Top of Passage for review
AMERICA AT LARGE:The world's most famous dog-torturer is back on the roster of an NFL team, writes GEORGE KIMBALL
ON THE morning Michael Vick was introduced as the newest member of the Philadelphia Eagles, the front-page headline in Philadelphia Daily News bore the message “HIDE YOUR DOGS!” Outside the team’s practice facility, representatives of the Pennsylvania Society for the Prevention of Cruelty to Animals, headed by Jenn Utley, the wife of the world champion Phillies’ all-star second baseman Chase Utley, had thrown up a picket line protesting the signing of the world’s most famous dog-torturer.
Having spent the better part of the past year-and-a-half at the Leavenworth Federal Penitentiary, where his name was added to a roster of distinguished alumni ranging from Bugs Moran and Machine-Gun Kelly to Gennaro Angiulo and James (Whitey) Bulger, New England crime figures of a more recent vintage, Vick was deemed to have paid his debt to society when he was conditionally reinstated by National Football League commissioner Roger Goodell in July.
Bottom of Passage for review
Top of Material supplied
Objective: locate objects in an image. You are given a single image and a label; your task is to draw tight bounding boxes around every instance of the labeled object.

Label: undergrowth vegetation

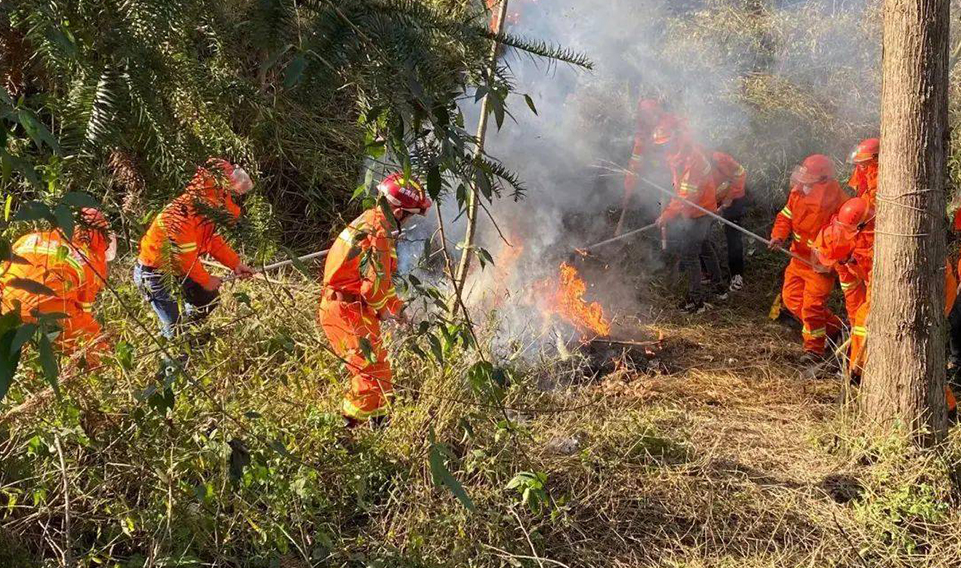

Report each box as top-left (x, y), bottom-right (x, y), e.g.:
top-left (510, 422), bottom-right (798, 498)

top-left (0, 255), bottom-right (961, 567)
top-left (7, 0), bottom-right (961, 568)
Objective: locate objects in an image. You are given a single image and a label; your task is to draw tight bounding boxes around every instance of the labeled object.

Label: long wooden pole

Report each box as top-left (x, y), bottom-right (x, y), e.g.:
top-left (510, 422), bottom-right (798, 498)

top-left (450, 0), bottom-right (507, 312)
top-left (578, 223), bottom-right (657, 251)
top-left (637, 177), bottom-right (816, 268)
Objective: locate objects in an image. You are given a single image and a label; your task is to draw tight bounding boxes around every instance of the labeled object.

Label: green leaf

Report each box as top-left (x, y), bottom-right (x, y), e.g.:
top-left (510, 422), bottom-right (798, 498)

top-left (114, 341), bottom-right (134, 371)
top-left (44, 26), bottom-right (77, 57)
top-left (260, 43), bottom-right (294, 72)
top-left (280, 245), bottom-right (314, 278)
top-left (0, 148), bottom-right (40, 185)
top-left (284, 53), bottom-right (307, 89)
top-left (234, 292), bottom-right (251, 308)
top-left (9, 323), bottom-right (38, 356)
top-left (53, 203), bottom-right (74, 239)
top-left (475, 247), bottom-right (494, 269)
top-left (0, 318), bottom-right (21, 400)
top-left (427, 333), bottom-right (444, 364)
top-left (17, 109), bottom-right (60, 154)
top-left (427, 164), bottom-right (441, 201)
top-left (524, 95), bottom-right (537, 114)
top-left (357, 337), bottom-right (377, 364)
top-left (350, 184), bottom-right (367, 201)
top-left (60, 191), bottom-right (100, 209)
top-left (474, 168), bottom-right (494, 201)
top-left (13, 201), bottom-right (55, 221)
top-left (227, 438), bottom-right (250, 480)
top-left (428, 433), bottom-right (476, 512)
top-left (7, 277), bottom-right (57, 297)
top-left (37, 333), bottom-right (60, 396)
Bottom of Material supplied
Activities:
a. In the column on Michael Vick, why did the Pennsylvania Society for the Prevention of Cruelty to Animals set up a picket line outside the Eagles' practice facility?
b. Please output, word for word, the part of the column on Michael Vick that opens with the words containing "AMERICA AT LARGE:The" and closes with "most famous dog-torturer.".

Written responses:
a. They were protesting the Eagles' signing of Michael Vick, whom the column calls the world's most famous dog-torturer.

b.
AMERICA AT LARGE:The world's most famous dog-torturer is back on the roster of an NFL team, writes GEORGE KIMBALL
ON THE morning Michael Vick was introduced as the newest member of the Philadelphia Eagles, the front-page headline in Philadelphia Daily News bore the message “HIDE YOUR DOGS!” Outside the team’s practice facility, representatives of the Pennsylvania Society for the Prevention of Cruelty to Animals, headed by Jenn Utley, the wife of the world champion Phillies’ all-star second baseman Chase Utley, had thrown up a picket line protesting the signing of the world’s most famous dog-torturer.